§ **課題一覧**
(1) 本文によると、10月から適用される全国の最低賃金の加重平均はいくらですか。
(2) 本文のうち「7月の「輸入物価指数」は前年」から「賃上げを実施するのだろうか。」までの部分を、一字も変えずに書き写してください。

§ **本文**
^^^^^^^^

現代ビジネスに9月12日に掲載された拙稿です。ぜひご一読ください。オリジナルページ→
https://gendai.media/articles/-/99686
物価上昇率3%超えは時間の問題
日本にも世界的なインフレの波が押し寄せてきた。
国内物価の上昇が止まらず、7月の消費者物価指数(生鮮食品を除く)は前年同月を2.4%上回った。11カ月連続での上昇で、2%を超えるのは4カ月連続。しかも上昇が止まる気配はない。10月には様々な消費財の値上げが予定されていることから、消費者物価指数の上昇率が3%を超えてくるのは時間の問題と見られる。
実際、企業間取引の物の価格である「企業物価指数」は前年同月比8.6%も上昇している。原油や小麦などの海外市況商品の高値が続いているのに加えて急速な円安で企業が輸入する際の価格が大幅に上昇していることが大きい。
7月の「輸入物価指数」は前年同月に比べて48%も上昇している。企業物価の上昇ほど消費者物価が上がっていないのは、企業努力で吸収するなど小売り価格に転嫁されていないためだ。今後、価格転嫁が本格化する見通しで、消費者物価の上昇率が大きくなると見られる。
消費者物価の大幅な上昇は、消費者の生活を直撃することになる。問題は物価の上昇を吸収できるくらい賃金が上がるかどうかだ。岸田文雄首相は就任以来、「新しい資本主義」を掲げ、賃金の引き上げが重要だと述べ続けている。果たして企業は、こうした政府の要請に応じる形で、物価上昇に見合った賃上げを実施するのだろうか。
残念ながら、企業の多くは従業員の「生活防衛」よりも、自身の「企業防衛」を優先しそうな気配だ。企業物価の上昇を最終価格に十分に転嫁できない場合、そこコスト増を吸収するために一段の合理化を進めることになるが、そのしわ寄せが従業員や下請けに回りそうなのだ。賃上げどころか、賃金据え置きすら怪しくなってくる。仮に賃上げが行われたとしても物価上昇率には到底及ばず、いわゆる「実質」賃金は低下してしまう。
これは政府が「過去最大の引き上げ」と胸を張る「最低賃金」にも現れた。10月から適用される全国の最低賃金が出そろったが、その加重平均は961円と前年比31円の引き上げだった。率にして3.3%だ。確かに前年の3.1%増を見た目では上回っている。

^^^^^^^^

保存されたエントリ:
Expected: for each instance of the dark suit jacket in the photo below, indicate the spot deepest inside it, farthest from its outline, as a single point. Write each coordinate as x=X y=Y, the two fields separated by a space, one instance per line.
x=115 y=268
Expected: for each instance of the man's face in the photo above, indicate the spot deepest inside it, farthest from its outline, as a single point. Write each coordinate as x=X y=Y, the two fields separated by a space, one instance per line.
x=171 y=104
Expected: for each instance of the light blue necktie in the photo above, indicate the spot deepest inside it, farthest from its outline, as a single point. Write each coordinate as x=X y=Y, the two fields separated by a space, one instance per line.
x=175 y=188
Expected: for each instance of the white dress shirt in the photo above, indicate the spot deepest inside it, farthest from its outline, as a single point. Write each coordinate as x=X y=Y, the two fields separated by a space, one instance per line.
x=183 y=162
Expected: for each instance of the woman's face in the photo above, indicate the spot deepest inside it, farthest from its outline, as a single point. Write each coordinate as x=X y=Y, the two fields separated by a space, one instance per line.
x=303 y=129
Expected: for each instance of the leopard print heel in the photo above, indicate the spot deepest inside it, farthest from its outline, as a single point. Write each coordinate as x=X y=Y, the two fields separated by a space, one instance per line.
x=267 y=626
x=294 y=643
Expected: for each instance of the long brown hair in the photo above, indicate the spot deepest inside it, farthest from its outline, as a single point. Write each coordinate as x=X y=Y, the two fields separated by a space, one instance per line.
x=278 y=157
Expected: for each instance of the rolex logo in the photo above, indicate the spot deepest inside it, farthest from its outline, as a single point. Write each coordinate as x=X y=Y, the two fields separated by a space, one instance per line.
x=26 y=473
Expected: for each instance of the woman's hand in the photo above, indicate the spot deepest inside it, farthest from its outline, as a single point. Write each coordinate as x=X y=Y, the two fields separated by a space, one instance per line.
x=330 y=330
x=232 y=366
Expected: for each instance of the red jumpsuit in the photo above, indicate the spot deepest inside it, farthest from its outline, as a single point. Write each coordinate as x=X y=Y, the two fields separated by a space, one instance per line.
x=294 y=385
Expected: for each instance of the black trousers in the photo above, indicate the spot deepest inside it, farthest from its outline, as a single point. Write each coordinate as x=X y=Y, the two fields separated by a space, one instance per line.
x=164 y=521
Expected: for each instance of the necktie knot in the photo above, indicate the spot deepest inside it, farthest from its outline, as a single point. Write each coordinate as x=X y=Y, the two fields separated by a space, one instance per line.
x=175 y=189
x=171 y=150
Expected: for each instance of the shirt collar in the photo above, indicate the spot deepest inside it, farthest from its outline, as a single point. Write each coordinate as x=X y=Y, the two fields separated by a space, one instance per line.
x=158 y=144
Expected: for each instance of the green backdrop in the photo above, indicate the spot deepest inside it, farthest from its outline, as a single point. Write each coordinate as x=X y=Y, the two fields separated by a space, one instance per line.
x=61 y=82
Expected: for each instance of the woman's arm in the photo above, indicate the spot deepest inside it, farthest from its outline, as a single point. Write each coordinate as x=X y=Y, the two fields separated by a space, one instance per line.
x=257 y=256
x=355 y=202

^^^^^^^^

§ **課題の解答**
(1) 961円です。

(2)
7月の「輸入物価指数」は前年同月に比べて48%も上昇している。企業物価の上昇ほど消費者物価が上がっていないのは、企業努力で吸収するなど小売り価格に転嫁されていないためだ。今後、価格転嫁が本格化する見通しで、消費者物価の上昇率が大きくなると見られる。
消費者物価の大幅な上昇は、消費者の生活を直撃することになる。問題は物価の上昇を吸収できるくらい賃金が上がるかどうかだ。岸田文雄首相は就任以来、「新しい資本主義」を掲げ、賃金の引き上げが重要だと述べ続けている。果たして企業は、こうした政府の要請に応じる形で、物価上昇に見合った賃上げを実施するのだろうか。